Write all of the lines below out again, exactly as they stand.

★ ★ ★ ★ ★

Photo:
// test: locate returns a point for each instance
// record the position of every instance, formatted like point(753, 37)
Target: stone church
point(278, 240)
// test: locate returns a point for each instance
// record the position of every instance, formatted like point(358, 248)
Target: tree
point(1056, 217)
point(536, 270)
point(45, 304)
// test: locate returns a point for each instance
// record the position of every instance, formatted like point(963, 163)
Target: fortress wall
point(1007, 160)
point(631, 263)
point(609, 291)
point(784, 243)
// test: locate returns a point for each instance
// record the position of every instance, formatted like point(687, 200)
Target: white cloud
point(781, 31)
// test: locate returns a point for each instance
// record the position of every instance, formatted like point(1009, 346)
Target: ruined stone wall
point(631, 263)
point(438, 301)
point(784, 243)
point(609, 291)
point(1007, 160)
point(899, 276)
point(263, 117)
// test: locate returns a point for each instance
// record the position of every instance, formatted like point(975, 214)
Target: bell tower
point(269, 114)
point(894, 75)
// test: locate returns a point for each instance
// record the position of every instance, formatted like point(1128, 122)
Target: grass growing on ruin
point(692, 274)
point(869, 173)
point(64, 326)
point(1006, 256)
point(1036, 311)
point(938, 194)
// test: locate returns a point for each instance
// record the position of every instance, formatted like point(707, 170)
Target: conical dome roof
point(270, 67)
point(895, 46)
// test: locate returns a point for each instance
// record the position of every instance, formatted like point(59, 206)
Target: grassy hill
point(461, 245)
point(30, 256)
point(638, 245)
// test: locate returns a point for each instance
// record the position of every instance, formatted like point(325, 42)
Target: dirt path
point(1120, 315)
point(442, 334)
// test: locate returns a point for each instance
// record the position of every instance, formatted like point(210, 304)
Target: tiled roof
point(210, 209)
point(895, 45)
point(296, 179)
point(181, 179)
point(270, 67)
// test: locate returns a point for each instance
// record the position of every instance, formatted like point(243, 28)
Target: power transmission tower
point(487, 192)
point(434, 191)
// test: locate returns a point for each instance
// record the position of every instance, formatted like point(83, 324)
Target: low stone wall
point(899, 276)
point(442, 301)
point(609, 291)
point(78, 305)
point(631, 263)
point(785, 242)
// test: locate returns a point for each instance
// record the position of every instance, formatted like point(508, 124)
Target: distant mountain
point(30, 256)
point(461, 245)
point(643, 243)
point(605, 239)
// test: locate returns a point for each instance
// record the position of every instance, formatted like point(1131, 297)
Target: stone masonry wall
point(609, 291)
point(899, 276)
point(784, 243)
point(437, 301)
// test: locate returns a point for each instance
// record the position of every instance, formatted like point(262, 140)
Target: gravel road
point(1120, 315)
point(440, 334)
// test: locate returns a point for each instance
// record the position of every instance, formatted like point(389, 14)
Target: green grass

★ ★ ★ ★ ★

◆ Solution for this exercise ◆
Photo:
// test: locate returns a point for each instance
// record the position of every instance, formatted like point(753, 37)
Target: stone church
point(278, 240)
// test: locate returns a point for each instance
// record the position of every instance, formatted like point(358, 248)
Target: tree
point(1056, 217)
point(536, 270)
point(45, 304)
// test: locate returns a point for each instance
// record the position of every instance, formatted like point(963, 163)
Target: fortress wall
point(1007, 160)
point(631, 263)
point(609, 291)
point(784, 243)
// test: locate returns a point for each instance
// record the position of every instance, formatted like point(687, 200)
Target: white cloud
point(781, 31)
// test: locate returns a point for each instance
// record the position of every instance, formatted like point(1009, 346)
Target: ruined stone wall
point(631, 263)
point(438, 301)
point(784, 243)
point(609, 291)
point(1007, 160)
point(899, 276)
point(263, 117)
// test: locate returns a point for each instance
// record the position of every instance, formatted like point(975, 214)
Target: bell tower
point(269, 114)
point(894, 75)
// test: locate returns a point for each instance
// record the position of every instance, formatted like point(1128, 122)
Target: grass growing on ruin
point(692, 274)
point(869, 173)
point(64, 326)
point(1006, 256)
point(1036, 311)
point(938, 194)
// test: locate returns a point for each instance
// record the position of every instance, formatted like point(707, 170)
Target: conical dome roof
point(270, 67)
point(895, 46)
// test: locate returns a point for each instance
// record the position of every instance, formatted like point(59, 206)
Target: grassy hill
point(461, 245)
point(30, 256)
point(638, 245)
// test: locate returns a point for each instance
// record the position of every instance, formatted like point(325, 42)
Target: dirt path
point(1120, 315)
point(442, 334)
// test: locate returns a point for each instance
// record the position of every instance, formatted like point(210, 304)
Target: tiled roof
point(210, 209)
point(895, 45)
point(296, 179)
point(181, 179)
point(270, 67)
// test: locate returns a point for each instance
// record the position of every instance, formatted like point(243, 28)
Target: power transmission tower
point(487, 192)
point(434, 191)
// test: locate returns a point for each instance
// record the position of every instance, formatted like point(83, 324)
Target: low stone wall
point(899, 276)
point(442, 301)
point(609, 291)
point(78, 305)
point(631, 263)
point(785, 242)
// test: locate returns a point for each instance
// record the position of every instance, formatted like point(508, 124)
Target: distant mountain
point(30, 256)
point(461, 245)
point(643, 243)
point(605, 239)
// test: locate returns a point for each instance
// record the position of every instance, formatted like point(1131, 297)
Target: stone masonry wall
point(609, 291)
point(899, 276)
point(784, 243)
point(437, 301)
// test: locate returns a point for each instance
// record the position of every instance, formatted like point(262, 140)
Target: gravel road
point(1120, 315)
point(440, 334)
// test: locate returns a point for each instance
// record the position of every instance, formatted like point(389, 14)
Target: green grass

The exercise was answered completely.